## What the task asks:
Please return every line of the material below without changing anything.

===== Dataset entries

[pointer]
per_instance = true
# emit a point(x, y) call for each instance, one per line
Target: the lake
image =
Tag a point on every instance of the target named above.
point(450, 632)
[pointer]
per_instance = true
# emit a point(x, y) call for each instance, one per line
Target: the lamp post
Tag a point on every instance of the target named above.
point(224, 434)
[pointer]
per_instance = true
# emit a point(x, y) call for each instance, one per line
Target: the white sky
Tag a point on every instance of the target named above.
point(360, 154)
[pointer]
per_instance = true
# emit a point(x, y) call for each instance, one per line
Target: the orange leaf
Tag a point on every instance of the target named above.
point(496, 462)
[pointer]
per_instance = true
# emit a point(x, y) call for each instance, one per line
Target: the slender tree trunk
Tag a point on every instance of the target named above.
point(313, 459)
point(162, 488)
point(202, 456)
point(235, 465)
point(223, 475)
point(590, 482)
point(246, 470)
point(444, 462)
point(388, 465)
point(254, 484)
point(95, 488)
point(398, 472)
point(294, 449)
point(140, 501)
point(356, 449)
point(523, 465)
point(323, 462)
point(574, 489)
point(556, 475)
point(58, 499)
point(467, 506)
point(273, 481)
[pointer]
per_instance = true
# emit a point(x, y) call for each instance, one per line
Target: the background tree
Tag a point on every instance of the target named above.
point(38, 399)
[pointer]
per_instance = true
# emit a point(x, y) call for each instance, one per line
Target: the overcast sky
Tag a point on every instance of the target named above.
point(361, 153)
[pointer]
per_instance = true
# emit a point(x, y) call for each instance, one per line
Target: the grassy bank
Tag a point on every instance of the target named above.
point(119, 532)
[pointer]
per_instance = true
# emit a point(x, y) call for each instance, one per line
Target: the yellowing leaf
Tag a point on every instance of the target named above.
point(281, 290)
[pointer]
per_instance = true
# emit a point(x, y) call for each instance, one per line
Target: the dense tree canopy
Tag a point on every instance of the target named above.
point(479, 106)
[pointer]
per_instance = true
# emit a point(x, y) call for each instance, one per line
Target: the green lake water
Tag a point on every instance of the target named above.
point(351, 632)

==========

## The reply:
[pointer]
per_instance = true
# emit a point(x, y) call for each instance, one per line
Target: the lake
image =
Tag a point on every instance of the target named above.
point(450, 632)
[pointer]
per_instance = true
# emit a point(x, y) call for each instance, one per line
Target: the lamp post
Tag a point on every instance of the target named above.
point(224, 434)
[pointer]
per_instance = true
# emit a point(x, y) call for each instance, one per line
Target: the white sky
Tag a point on every instance of the target named above.
point(360, 154)
[pointer]
per_instance = true
# emit a point(x, y) call for each instance, one per line
Target: the orange leaf
Tag a point on every instance of the target named above.
point(496, 462)
[pointer]
per_instance = true
# emit a point(x, y) call for each instance, one per line
Target: the slender tree trunk
Tag a point on every instance of the target named above.
point(313, 459)
point(162, 488)
point(202, 456)
point(235, 465)
point(223, 475)
point(590, 482)
point(246, 470)
point(444, 462)
point(388, 465)
point(254, 484)
point(95, 488)
point(398, 472)
point(294, 449)
point(140, 501)
point(356, 449)
point(523, 465)
point(323, 462)
point(574, 489)
point(556, 475)
point(58, 499)
point(467, 506)
point(273, 481)
[pointer]
per_instance = true
# emit a point(x, y) call for each instance, one per line
Target: the background tree
Tag a point on every instance of the target named above.
point(38, 399)
[pointer]
per_instance = true
# emit a point(x, y) call for each instance, one per line
Target: the overcast sky
Tag a point on every instance of the target named above.
point(361, 153)
[pointer]
per_instance = true
# emit a point(x, y) call for each instance, one per line
Target: the grassy bank
Tag a point on every instance of the target named above.
point(119, 532)
[pointer]
per_instance = true
# emit a point(x, y) call for each instance, one per line
Target: the yellowing leaf
Tag a point on every instance of the target named above.
point(281, 290)
[pointer]
per_instance = true
# emit a point(x, y) call for each instance, one per line
Target: the dense tree canopy
Tag a point on every instance of the target named above.
point(479, 106)
[pointer]
per_instance = true
# emit a point(x, y) call for each instance, one per line
Target: the green lake water
Tag a point on every instance of the target named above.
point(351, 632)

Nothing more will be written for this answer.